PROBLEMS AND TASKS
1 - In the Red Sox article, on what date does Alan Embree's opt-out clause fall?
2 - Output the Red Sox article's text from "As Schoeneweis and" to "discussing the situation.", copied exactly.

As Schoeneweis and Nelson waited, Francona, pitching coach John Farrell, Epstein, assistant general manager Ben Cherington and assistant to the general manager Allard Baird were huddled in the manager's office, discussing the situation.
While Schoeneweis waited to hear his fate, he pitched batting practice to a couple of his kids on the outfield grass at City of Palms Parks. His wife died on May 20, 2009, and he has four children who live in Arizona.
"I think they realize my family situation -- that it really has to be worth it for me to leave my kids behind," said Schoeneweis before learning he was most likely on the team. "I just want to see how this year goes -- on my family and on me. I'm not ready to quit as a baseball player. If there were any signs that it's hard on my kids or something like that, I wouldn't even try. They like Daddy being a baseball player. They understand. Everyone has been great. I feel good about playing. They feel good about me playing."
The 25-man roster the Red Sox will submit to Major League Baseball by Saturday night is all but certain to consist of the following:
Catchers Victor Martinez and Jason Varitek; infielders Kevin Youkilis, Dustin Pedroia, Marco Scutaro, Adrian Beltre, Bill Hall and Mike Lowell; outfielders Jacoby Ellsbury, Mike Cameron, J.D. Drew and Jeremy Hermida; designated hitter David Ortiz; and pitchers Josh Beckett, Jon Lester, John Lackey, Tim Wakefield, Clay Buchholz, Jonathan Papelbon, Hideki Okajima, Daniel Bard, Manny Delcarmen, Ramon Ramirez, Atchison and Schoeneweis.
Meanwhile, left-handed reliever Alan Embree, who hadn't been pitching for anyone until signing a Minor League deal with the Sox on March 20, has been asked to pitch in the Minors for a couple of weeks so he can continue to get his feet under him. Embree has an opt-out clause in his contract on April 15, and he will likely pitch at Pawtucket until then.
"They have me 'till the 15th, regardless," said Embree. "If we decide to go longer, I think it would be something that might be on a wait-and-see approach type of thing. My arm feels good. It's about getting consistent work. We'll see in that window. I knew coming in that it would be a reach to make the team. Did I want to? Absolutely. Who doesn't? I think it's a matter of just getting some reps under my belt and seeing if they want me at that point."
Atchison, who is 34, last pitched in the Majors in 2007, when he was with the Giants. The Red Sox thought he was a nice under-the-radar signing when they landed him in December, but he exceeded their expectations in camp.

(Dataset entries)
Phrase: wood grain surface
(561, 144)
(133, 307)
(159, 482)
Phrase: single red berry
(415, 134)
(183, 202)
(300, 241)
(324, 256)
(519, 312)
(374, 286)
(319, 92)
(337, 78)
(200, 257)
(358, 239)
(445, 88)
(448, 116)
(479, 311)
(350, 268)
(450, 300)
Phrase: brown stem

ANSWERS FOR THE EXERCISE
1 - April 15

2 -
As Schoeneweis and Nelson waited, Francona, pitching coach John Farrell, Epstein, assistant general manager Ben Cherington and assistant to the general manager Allard Baird were huddled in the manager's office, discussing the situation.